> _Fragment_

================================

Meervoudige Belastingkamer

Kenmerk: 12/00404, 12/00405, 12/00406, 12/00407 en 12/00408

Uitspraken op de hoger beroepen van

De voorzitter van het managementteam van het onderdeel Belastingdienst Limburg/kantoor [vestigingsplaats] van de rijksbelastingdienst,

hierna: de Inspecteur

en de incidenteel hoger beroepen van

de heer [belanghebbende],

wonende te [woonplaats],

hierna: belanghebbende,

tegen de uitspraak van de Rechtbank Zeeland-West Brabant te Breda (hierna: de Rechtbank) van 22 juni 2012, nummer AWB 11/2187, 11/2188, 11/2189, 11/2190 en 11/2191 in het geding tussen

belanghebbende,

en

de Inspecteur,

betreffende na te noemen navorderingsaanslagen met beschikkingen boete en heffingsrente.

1 Ontstaan en loop van het geding

1.1.

Aan belanghebbende is onder aanslagnummer [aanslagnummer 1] over het jaar 1993 een navorderingsaanslag in de inkomstenbelasting/ premie volksverzekeringen opgelegd ten bedrage van € 636 aan belasting, alsmede bij beschikking een boete van € 316 en heffingsrente van € 175.

================================

> _Getoonde gegevens_
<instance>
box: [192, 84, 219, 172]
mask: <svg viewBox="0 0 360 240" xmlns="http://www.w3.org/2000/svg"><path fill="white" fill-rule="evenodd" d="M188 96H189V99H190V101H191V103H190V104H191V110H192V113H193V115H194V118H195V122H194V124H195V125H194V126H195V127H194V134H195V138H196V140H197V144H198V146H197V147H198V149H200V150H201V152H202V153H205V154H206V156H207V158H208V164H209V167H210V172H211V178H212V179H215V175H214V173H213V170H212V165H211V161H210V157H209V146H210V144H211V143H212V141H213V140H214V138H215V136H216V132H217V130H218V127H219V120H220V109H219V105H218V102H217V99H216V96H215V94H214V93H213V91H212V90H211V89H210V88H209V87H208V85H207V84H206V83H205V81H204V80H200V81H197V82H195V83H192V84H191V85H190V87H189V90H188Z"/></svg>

================================

> _Opdracht_
Schrijf de belastinguitspraak verder, aansluitend op de laatste zin. Het materiaal heeft niets met de belastinguitspraak te maken.

> _Antwoord_
Aan belanghebbende is onder aanslagnummer [aanslagnummer 2] over het jaar 1994 een navorderingsaanslag in de inkomstenbelasting/ premie volksverzekeringen opgelegd ten bedrage van € 657 aan belasting, alsmede bij beschikking een boete van € 328 en heffingsrente van € 154.

Aan belanghebbende is onder aanslagnummer [aanslagnummer 3] over het jaar 1995 een navorderingsaanslag in de inkomstenbelasting/ premie volksverzekeringen opgelegd ten bedrage van € 611 aan belasting, alsmede bij beschikking een boete van € 305 en heffingsrente van € 126.

Aan belanghebbende is onder aanslagnummer [aanslagnummer 4] over het jaar 1996 een navorderingsaanslag in de inkomstenbelasting/ premie volksverzekeringen opgelegd ten bedrage van € 381 aan belasting, alsmede bij beschikking een boete van € 190 en heffingsrente van € 76.

Aan belanghebbende is onder aanslagnummer [aanslagnummer 5] over het jaar 1997 een navorderingsaanslag in de inkomstenbelasting/ premie volksverzekeringen opgelegd ten bedrage van € 666 aan belasting, alsmede bij beschikking een boete van € 333 en heffingsrente van € 125.

1.2.

De navorderingsaanslagen en de beschikkingen heffingsrente zijn, na daartegen gemaakt bezwaar, bij in één geschrift vervatte uitspraken van de Inspecteur gehandhaafd; de boetebeschikkingen zijn verminderd.

1.3.

Belanghebbende is van deze uitspraken in beroep gekomen bij de Rechtbank. De Rechtbank heeft de beroepen gegrond verklaard, de uitspraken op bezwaar vernietigd en de navorderingsaanslagen, boetebeschikkingen en beschikkingen heffingsrente vernietigd.

1.4.

Tegen deze uitspraken heeft de Inspecteur hoger beroep ingesteld bij het Hof. Belanghebbende heeft verweerschriften ingediend.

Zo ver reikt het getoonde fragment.